▸ **Seitenauszug**:
Birgit Ihlau ist vierzehn Jahre alt, als ihr Vater stirbt. Obwohl er vorher schon lange sehr krank war, überrascht sein Tod die Familie. Alles geht ganz schnell, das Sterben, die Beerdigung, das Trauern. Viel wurde in der Familie nicht über den Verlust geredet. "Meine Mutter glaubte, dass Ablenkung am besten hilft", sagt Birgit Ihlau, heute 54 Jahre alt. Sie sagt im Rückblick, sie hätte sich gewünscht, besser auf den Tod vorbereitet gewesen zu sein. Sie sitzt in einem Café in Prenzlauer Berg, vor sich einen heißen Ingwertee, draußen nieselt es.

▸ **Dateneinträge**:
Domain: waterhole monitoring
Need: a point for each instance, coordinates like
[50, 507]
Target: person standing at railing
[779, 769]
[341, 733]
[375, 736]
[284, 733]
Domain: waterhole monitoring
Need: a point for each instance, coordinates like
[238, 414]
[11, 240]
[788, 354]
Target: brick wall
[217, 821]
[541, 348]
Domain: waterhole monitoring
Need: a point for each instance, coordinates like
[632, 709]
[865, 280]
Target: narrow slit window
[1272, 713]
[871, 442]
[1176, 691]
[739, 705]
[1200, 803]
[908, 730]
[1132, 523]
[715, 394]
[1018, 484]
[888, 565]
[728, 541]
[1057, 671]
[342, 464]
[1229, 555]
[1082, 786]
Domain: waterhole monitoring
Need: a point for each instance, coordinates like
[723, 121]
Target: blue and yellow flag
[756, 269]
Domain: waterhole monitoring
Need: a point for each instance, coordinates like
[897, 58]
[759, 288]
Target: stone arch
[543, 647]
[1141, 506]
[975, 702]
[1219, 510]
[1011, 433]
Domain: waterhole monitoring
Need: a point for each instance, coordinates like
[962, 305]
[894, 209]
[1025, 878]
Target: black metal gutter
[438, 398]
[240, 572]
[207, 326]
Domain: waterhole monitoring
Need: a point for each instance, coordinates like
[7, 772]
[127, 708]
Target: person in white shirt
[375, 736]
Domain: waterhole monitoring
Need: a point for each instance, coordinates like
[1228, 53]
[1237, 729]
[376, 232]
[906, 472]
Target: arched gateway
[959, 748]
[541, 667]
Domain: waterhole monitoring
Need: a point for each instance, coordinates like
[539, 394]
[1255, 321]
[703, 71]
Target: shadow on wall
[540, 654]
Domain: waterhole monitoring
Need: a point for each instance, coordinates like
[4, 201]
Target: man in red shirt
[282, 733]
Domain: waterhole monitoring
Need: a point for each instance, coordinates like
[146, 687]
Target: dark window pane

▸ **Aufgabensatz**:
[1] Erläutern Sie in ein bis drei Sätzen, welche Haltung der Mutter der Seitenauszug im Zusammenhang damit nennt, dass in der Familie wenig über den Verlust gesprochen wurde.
[2] Beantworten Sie anhand des Seitenauszugs:
(a) Wie alt war Birgit Ihlau, als ihr Vater starb?
(b) Wie alt ist sie heute?
(c) Was steht im Café vor ihr?
[3] Prüfen Sie, ob die folgenden Aussagen mit dem Seitenauszug übereinstimmen, und belegen Sie jede Antwort mit einem wörtlichen Zitat.
(a) Der Vater war vor seinem Tod bereits lange krank.
(b) Das Café liegt in Kreuzberg.
(c) Draußen scheint die Sonne.
Maßgeblich ist allein der Seitenauszug.

▸ **Antworten je Aufgabe**:
[1] Laut Seitenauszug glaubte die Mutter, dass Ablenkung am besten hilft. Diese Haltung steht unmittelbar neben der Aussage, dass in der Familie nicht viel über den Verlust geredet wurde.

[2]
(a) Vierzehn Jahre.
(b) 54 Jahre.
(c) Ein heißer Ingwertee.

[3]
(a) Ja: „Obwohl er vorher schon lange sehr krank war“
(b) Nein: „Sie sitzt in einem Café in Prenzlauer Berg“
(c) Nein: „draußen nieselt es“